Schicksalsjahr 1943: Goebbels ruft den totalen Krieg aus, Fanatiker fantasieren vom "Endsieg". Gleichzeitig wird der aufstrebende Pianist Karlrobert Kreiten zum Tode verurteilt. Oliver Hilmes hat dem Musiker mit "Schattenzeit" ein literarisches Denkmal gesetzt.

Bildquelle: Siedler Verlag

Buchtipp

"Schattenzeit" von Oliver Hilmes

Karlrobert Kreiten gilt als Genie. 1943 ist der Pianist erst 26 Jahre alt, und doch wird sein Name bereits in einem Atemzug mit Walter Gieseking und Vladimir Horowitz genannt. Sein Lehrer Claudio Arrau bezeichnet ihn als "eines der größten Klaviertalente, die mir persönlich je begegnet sind." Bei der Konzertdirektion Curt Winderstein ist er unter Vertrag; die Telefunken plant Schallplatten-Aufnahmen mit ihm. Manchmal kann Kreiten das alles selbst nicht glauben.

Als Karlrobert Kreiten und eine Freundin sich kürzlich unterhielten, was die Zukunft wohl für sie bereithalte, nahm er nur zum Spaß ein Buch über die Kunst des Handlesens aus dem Bücherregal, das er dort zufällig entdeckt hatte. Lachend blätterten die beiden in dem Schmöker, verglichen ihre Handinnenlinien mit den Zeichnungen und lasen die entsprechenden Deutungen. Plötzlich stutzte Karlrobert: Meine Lebenslinie bricht jäh ab, ich muss demnach jung sterben.

Der Pianist Karlrobert Kreiten wird von einer Bekannten denunziert

Anfang 1943 trifft Karlrobert Kreiten auf eine Frau, von der er sich wünschen würde, ihr niemals begegnet zu sein: Ellen Ott-Monecke, bei der er in Berlin übergangsweise wohnt und Klavier üben kann.

Langsam dämmert ihm, was geschehen sein muss: Die Unterhaltung mit Frau Ott-Monecke, denkt er, deswegen wird sie ihn angezeigt haben. Noch bevor Karlrobert etwas sagen kann, fragt Feucht nach, ob er Gründe nennen können, die gegen die Glaubwürdigkeit dieser Dame sprächen. Nein, das könne er nicht, sagt Karlrobert kleinlaut und rutscht auf seinem Stuhl nervös hin und her. Er kenne sie ja im Grunde gar nicht.

Ellen Ott-Monecke war eine glühende Nationalsozialistin. Bei Kaffee und Kuchen hält Kreiten mit seiner Meinung nicht hinterm Berg: dass der Krieg nach der Kapitulation von Stalingrad längst verloren sei, der "Führer" geisteskrank, die Politgrößen des Regimes allesamt Verbrecher sind. Er rät ihr, besser schon mal die Hitler-Bilder von der Wand zu nehmen. Die Führer-gläubige Ellen Ott-Monecke denunziert ihn in der Nachbarschaft und zeigt ihn schließlich an.

________________

• KURZE AUFGABE A: Suche alle Zeilen der Datensätze heraus, in denen die Zeichenfolge „whisker“ vorkommt, und gib diese Zeilen wieder. Groß- und Kleinschreibung sind dabei zu beachten.
Der Text und die Datensätze haben unterschiedliche Quellen.

________________

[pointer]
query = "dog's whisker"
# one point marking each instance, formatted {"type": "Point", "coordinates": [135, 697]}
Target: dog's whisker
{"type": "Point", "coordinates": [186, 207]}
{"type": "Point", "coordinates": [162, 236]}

________________

• KURZE AUFGABE B: Kopiere aus dem Text über Karlrobert Kreiten wortgetreu den Abschnitt, der mit den Worten „Der Pianist Karlrobert“ beginnt und mit „Klavier üben kann.“ schließt.

• ANTWORT A:
query = "dog's whisker"
Target: dog's whisker

• ANTWORT B:
Der Pianist Karlrobert Kreiten wird von einer Bekannten denunziert

Anfang 1943 trifft Karlrobert Kreiten auf eine Frau, von der er sich wünschen würde, ihr niemals begegnet zu sein: Ellen Ott-Monecke, bei der er in Berlin übergangsweise wohnt und Klavier üben kann.